文書抜粋:
++++++++
演劇は自分とは違う他者の視点や経験、感覚を、俳優の肉体を通して共有することに長けた方法だと考えます。 客席に座った「あなた」が劇中人物と出会い、劇場に来る前と出た後では世界が少し変わっている/これから少しずつ変わる可能性がある。それが私たちが観客に期待することであり、演劇という創作を続ける理由です。今までの価値観、世界の見え方が変わるきっかけとなるような、身近な違和感から始まる演劇作品をつくり続けたいと考えています。

灯台守たちの紹介

田村さえ Sae Tamura

劇作家・演出家。福岡県出身。
2010年より劇作・演出家の活動を開始し、現在まで全ての本公演の作・演出を行う。高校演劇部の外部指導顧問やワークショップを行うほか、ナレーション等の活動も行う。
++++++++
データ抜粋:

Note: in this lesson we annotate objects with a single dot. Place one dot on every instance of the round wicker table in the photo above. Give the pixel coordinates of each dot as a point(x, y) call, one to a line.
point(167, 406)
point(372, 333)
++++++++
作業指示:
a) 劇団紹介文の「演劇は自分とは違う他者の視点」から「ナレーション等の活動も行う。」までを、両端の語句も含めてそのまま書き出してください。
b) 劇団紹介文で、演劇が俳優の肉体を通して共有するとされている他者のものをすべて挙げてください。

解答:
a)
演劇は自分とは違う他者の視点や経験、感覚を、俳優の肉体を通して共有することに長けた方法だと考えます。 客席に座った「あなた」が劇中人物と出会い、劇場に来る前と出た後では世界が少し変わっている/これから少しずつ変わる可能性がある。それが私たちが観客に期待することであり、演劇という創作を続ける理由です。今までの価値観、世界の見え方が変わるきっかけとなるような、身近な違和感から始まる演劇作品をつくり続けたいと考えています。

灯台守たちの紹介

田村さえ Sae Tamura

劇作家・演出家。福岡県出身。
2010年より劇作・演出家の活動を開始し、現在まで全ての本公演の作・演出を行う。高校演劇部の外部指導顧問やワークショップを行うほか、ナレーション等の活動も行う。

b) 視点、経験、感覚